- [WORK REQUEST] Print all records exactly, pictures left out.

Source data
───

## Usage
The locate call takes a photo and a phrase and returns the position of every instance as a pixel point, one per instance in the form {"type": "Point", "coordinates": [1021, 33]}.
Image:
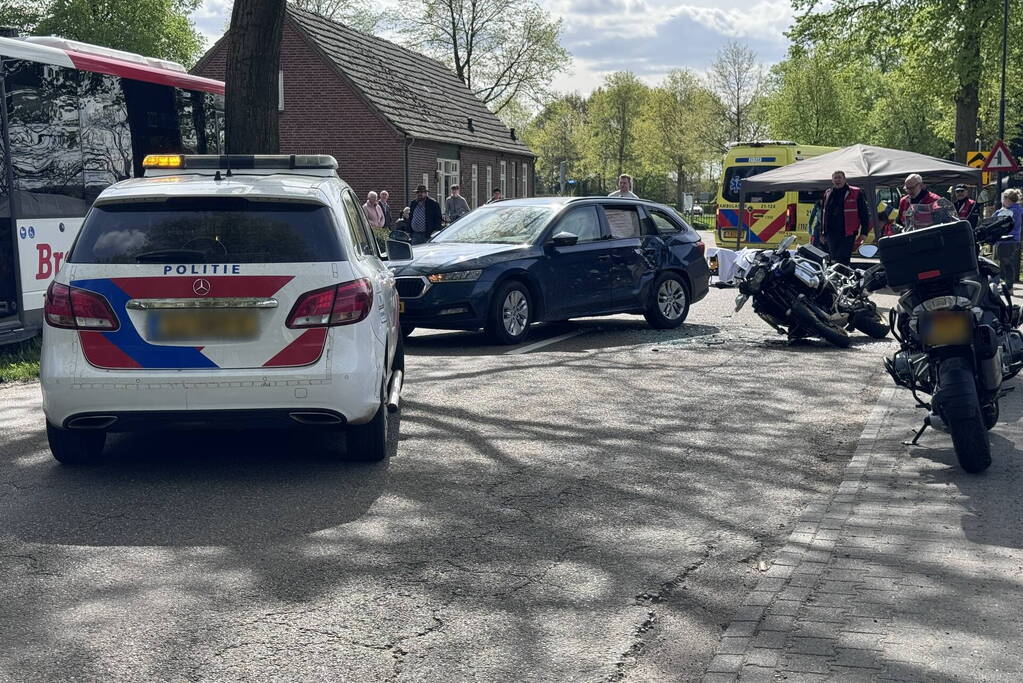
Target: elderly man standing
{"type": "Point", "coordinates": [917, 196]}
{"type": "Point", "coordinates": [425, 215]}
{"type": "Point", "coordinates": [624, 187]}
{"type": "Point", "coordinates": [374, 215]}
{"type": "Point", "coordinates": [845, 214]}
{"type": "Point", "coordinates": [455, 206]}
{"type": "Point", "coordinates": [385, 196]}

───

- [WRITTEN ANSWER]
## Usage
The locate call takes a photo and a phrase and returns the position of every instance as a pixel point, one per instance in the form {"type": "Point", "coordinates": [1021, 33]}.
Image:
Target: elderly man standing
{"type": "Point", "coordinates": [917, 196]}
{"type": "Point", "coordinates": [425, 215]}
{"type": "Point", "coordinates": [624, 187]}
{"type": "Point", "coordinates": [374, 215]}
{"type": "Point", "coordinates": [845, 214]}
{"type": "Point", "coordinates": [455, 206]}
{"type": "Point", "coordinates": [385, 196]}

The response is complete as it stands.